The task: Copy only this range: the line with "player's chest -> mask for every instance" through the final line of the material, inclusive at both ends.

Material for the task:
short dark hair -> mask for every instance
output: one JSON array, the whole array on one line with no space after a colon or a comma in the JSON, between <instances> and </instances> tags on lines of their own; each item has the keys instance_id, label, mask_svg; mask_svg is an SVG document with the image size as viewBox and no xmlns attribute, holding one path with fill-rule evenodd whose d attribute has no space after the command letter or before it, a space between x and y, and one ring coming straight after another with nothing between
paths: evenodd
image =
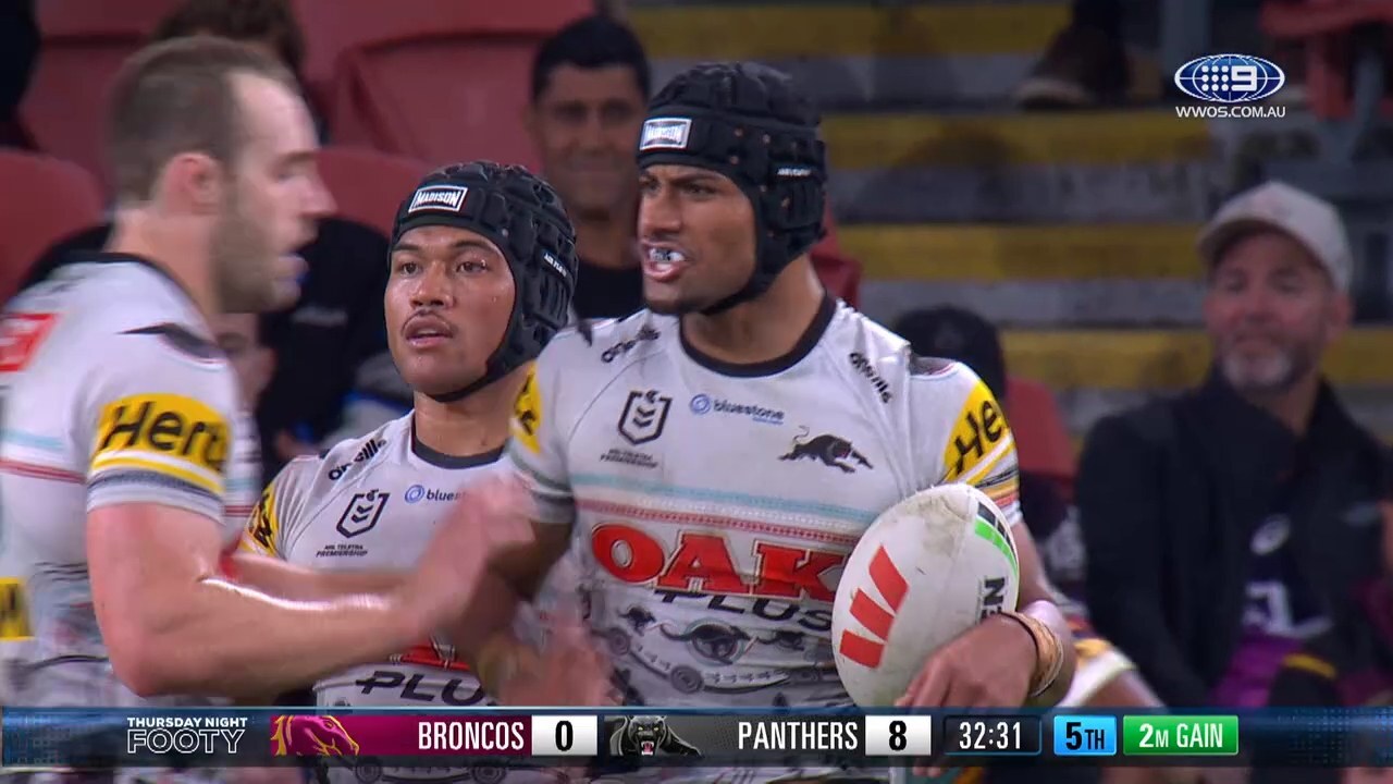
<instances>
[{"instance_id":1,"label":"short dark hair","mask_svg":"<svg viewBox=\"0 0 1393 784\"><path fill-rule=\"evenodd\" d=\"M117 201L145 201L176 155L198 151L233 166L244 142L231 77L251 74L297 91L270 56L224 38L176 38L139 50L111 88L107 158Z\"/></svg>"},{"instance_id":2,"label":"short dark hair","mask_svg":"<svg viewBox=\"0 0 1393 784\"><path fill-rule=\"evenodd\" d=\"M1007 391L1006 352L996 326L982 315L954 306L914 310L892 329L921 357L960 361L1000 400Z\"/></svg>"},{"instance_id":3,"label":"short dark hair","mask_svg":"<svg viewBox=\"0 0 1393 784\"><path fill-rule=\"evenodd\" d=\"M546 92L552 71L561 66L586 70L628 66L645 100L652 86L648 56L644 54L638 36L623 22L603 14L575 20L542 42L532 60L534 102Z\"/></svg>"},{"instance_id":4,"label":"short dark hair","mask_svg":"<svg viewBox=\"0 0 1393 784\"><path fill-rule=\"evenodd\" d=\"M269 40L291 73L305 63L305 33L287 0L185 0L155 29L155 40L206 33Z\"/></svg>"}]
</instances>

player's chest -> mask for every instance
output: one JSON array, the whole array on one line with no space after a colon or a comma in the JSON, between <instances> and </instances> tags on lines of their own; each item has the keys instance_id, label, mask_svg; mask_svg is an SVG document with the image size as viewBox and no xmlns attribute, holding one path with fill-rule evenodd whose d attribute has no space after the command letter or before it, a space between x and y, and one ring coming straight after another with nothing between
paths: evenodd
<instances>
[{"instance_id":1,"label":"player's chest","mask_svg":"<svg viewBox=\"0 0 1393 784\"><path fill-rule=\"evenodd\" d=\"M290 537L287 559L316 569L407 569L454 508L449 483L366 478L319 501Z\"/></svg>"},{"instance_id":2,"label":"player's chest","mask_svg":"<svg viewBox=\"0 0 1393 784\"><path fill-rule=\"evenodd\" d=\"M885 421L834 379L715 385L634 374L581 420L568 473L582 501L630 490L687 511L729 499L788 522L798 509L873 518L903 495L907 477ZM648 502L660 504L656 495Z\"/></svg>"}]
</instances>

Answer to the task:
player's chest -> mask for every instance
output: one JSON array, the whole array on one line with no space after a colon or a comma in the JSON, between <instances> and </instances> tags on lines of their own; each item has the keys instance_id, label, mask_svg; mask_svg is an SVG document with the image size as viewBox and no xmlns attribute, holding one path with fill-rule evenodd whose d attribute has no space after the command letter or before it, a space between x and y, and one ring coming straight after another with nothing between
paths: evenodd
<instances>
[{"instance_id":1,"label":"player's chest","mask_svg":"<svg viewBox=\"0 0 1393 784\"><path fill-rule=\"evenodd\" d=\"M290 537L287 559L316 569L407 569L454 508L449 483L366 478L319 501Z\"/></svg>"},{"instance_id":2,"label":"player's chest","mask_svg":"<svg viewBox=\"0 0 1393 784\"><path fill-rule=\"evenodd\" d=\"M885 421L834 379L715 385L634 374L581 420L568 473L582 501L630 490L687 511L729 499L788 522L798 509L873 518L903 495L907 477ZM648 502L660 504L656 495Z\"/></svg>"}]
</instances>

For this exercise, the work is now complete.